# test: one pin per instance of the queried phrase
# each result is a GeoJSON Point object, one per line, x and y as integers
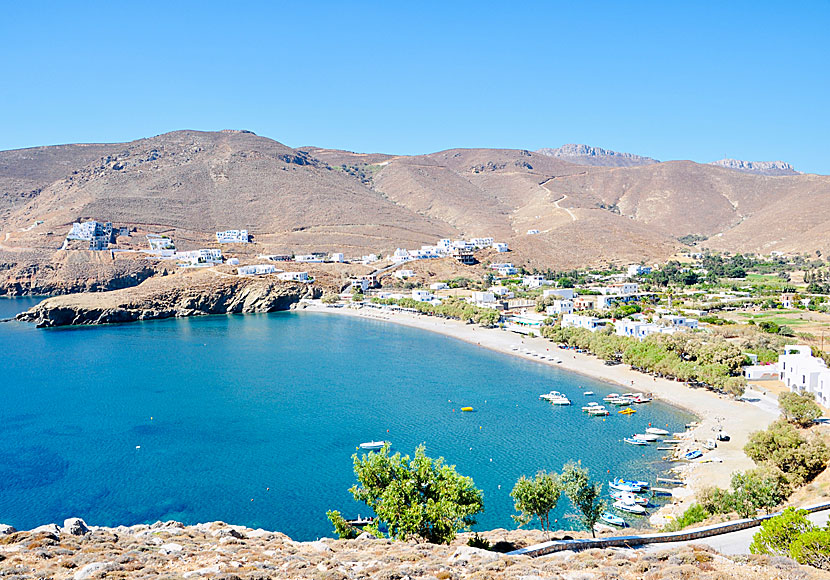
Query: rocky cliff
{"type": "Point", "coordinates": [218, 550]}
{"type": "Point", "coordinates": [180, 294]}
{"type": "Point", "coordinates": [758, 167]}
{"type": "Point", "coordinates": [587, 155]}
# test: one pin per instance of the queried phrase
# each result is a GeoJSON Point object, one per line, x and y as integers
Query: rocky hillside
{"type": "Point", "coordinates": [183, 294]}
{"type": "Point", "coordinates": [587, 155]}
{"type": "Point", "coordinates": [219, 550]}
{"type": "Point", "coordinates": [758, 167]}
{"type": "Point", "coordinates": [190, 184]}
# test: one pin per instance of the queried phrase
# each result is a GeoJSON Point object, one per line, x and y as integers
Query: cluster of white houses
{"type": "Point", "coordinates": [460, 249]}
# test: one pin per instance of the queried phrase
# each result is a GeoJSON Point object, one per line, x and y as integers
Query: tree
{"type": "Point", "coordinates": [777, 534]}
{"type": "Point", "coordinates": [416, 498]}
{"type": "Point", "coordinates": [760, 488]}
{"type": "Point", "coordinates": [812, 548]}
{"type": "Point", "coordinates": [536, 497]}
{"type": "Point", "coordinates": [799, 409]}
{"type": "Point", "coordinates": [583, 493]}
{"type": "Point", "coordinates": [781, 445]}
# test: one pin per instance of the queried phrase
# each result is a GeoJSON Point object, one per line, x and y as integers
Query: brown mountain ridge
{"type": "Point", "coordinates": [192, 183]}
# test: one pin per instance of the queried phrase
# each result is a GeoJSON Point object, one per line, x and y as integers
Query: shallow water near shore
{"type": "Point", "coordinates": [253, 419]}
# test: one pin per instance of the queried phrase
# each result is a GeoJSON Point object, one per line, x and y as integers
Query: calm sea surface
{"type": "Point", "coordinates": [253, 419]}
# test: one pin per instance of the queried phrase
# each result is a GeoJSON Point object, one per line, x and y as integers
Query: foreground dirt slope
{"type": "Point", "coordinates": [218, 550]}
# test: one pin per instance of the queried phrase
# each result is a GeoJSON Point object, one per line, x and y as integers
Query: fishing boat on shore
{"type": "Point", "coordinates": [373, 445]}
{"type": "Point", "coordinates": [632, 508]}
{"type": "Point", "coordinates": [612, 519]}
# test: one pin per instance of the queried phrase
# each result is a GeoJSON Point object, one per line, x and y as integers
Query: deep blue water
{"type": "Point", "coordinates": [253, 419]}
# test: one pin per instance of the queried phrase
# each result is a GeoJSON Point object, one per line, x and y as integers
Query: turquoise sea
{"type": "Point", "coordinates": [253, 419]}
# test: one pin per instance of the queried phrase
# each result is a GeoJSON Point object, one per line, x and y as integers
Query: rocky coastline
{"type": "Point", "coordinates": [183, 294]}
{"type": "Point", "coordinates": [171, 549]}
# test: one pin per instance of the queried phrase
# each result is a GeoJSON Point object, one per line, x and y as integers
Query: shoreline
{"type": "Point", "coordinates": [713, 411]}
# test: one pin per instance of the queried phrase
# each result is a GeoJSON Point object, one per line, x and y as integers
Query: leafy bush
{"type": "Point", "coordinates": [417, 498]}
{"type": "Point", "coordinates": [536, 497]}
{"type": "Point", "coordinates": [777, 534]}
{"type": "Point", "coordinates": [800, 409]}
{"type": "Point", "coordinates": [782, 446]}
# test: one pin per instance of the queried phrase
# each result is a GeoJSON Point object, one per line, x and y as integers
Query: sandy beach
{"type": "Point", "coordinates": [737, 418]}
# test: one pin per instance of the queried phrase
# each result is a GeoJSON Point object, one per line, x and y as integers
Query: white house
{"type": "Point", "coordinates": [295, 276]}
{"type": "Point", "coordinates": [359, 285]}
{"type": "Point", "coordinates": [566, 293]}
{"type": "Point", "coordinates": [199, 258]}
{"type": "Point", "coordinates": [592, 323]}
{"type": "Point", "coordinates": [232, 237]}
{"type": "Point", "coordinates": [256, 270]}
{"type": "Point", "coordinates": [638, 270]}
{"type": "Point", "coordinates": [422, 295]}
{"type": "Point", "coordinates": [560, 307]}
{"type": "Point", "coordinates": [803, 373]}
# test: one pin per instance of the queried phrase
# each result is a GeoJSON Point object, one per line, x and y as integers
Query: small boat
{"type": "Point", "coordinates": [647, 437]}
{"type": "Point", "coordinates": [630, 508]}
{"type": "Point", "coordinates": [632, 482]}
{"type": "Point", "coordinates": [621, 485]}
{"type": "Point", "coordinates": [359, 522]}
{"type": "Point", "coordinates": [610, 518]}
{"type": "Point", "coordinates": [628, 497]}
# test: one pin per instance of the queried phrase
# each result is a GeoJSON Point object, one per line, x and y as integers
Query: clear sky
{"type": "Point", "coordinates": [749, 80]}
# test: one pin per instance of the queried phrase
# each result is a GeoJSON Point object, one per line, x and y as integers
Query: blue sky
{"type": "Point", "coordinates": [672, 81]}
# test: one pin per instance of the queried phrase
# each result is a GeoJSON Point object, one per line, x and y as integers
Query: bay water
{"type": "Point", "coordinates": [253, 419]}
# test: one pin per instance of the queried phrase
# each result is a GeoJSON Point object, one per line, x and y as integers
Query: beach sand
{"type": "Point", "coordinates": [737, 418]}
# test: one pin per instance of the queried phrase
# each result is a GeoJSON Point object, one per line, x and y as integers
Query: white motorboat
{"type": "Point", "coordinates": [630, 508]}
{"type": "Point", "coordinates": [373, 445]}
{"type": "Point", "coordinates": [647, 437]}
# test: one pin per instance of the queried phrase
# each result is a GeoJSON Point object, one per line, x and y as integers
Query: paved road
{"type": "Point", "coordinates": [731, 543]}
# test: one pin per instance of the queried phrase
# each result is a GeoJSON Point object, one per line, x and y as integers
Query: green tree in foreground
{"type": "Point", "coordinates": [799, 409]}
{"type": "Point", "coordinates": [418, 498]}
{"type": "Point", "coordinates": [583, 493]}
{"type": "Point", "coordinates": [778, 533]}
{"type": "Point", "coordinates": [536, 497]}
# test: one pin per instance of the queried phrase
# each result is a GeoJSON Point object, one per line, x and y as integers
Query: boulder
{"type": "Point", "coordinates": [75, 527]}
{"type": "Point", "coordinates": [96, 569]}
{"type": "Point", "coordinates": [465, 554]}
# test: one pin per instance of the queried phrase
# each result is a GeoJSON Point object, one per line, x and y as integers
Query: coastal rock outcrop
━━━━━━━━━━━━━━━━━━━━━━━━━━━━━━
* Exercise: How many lines in the records contain the word "tree"? Reply with the number alone.

* Task output: 2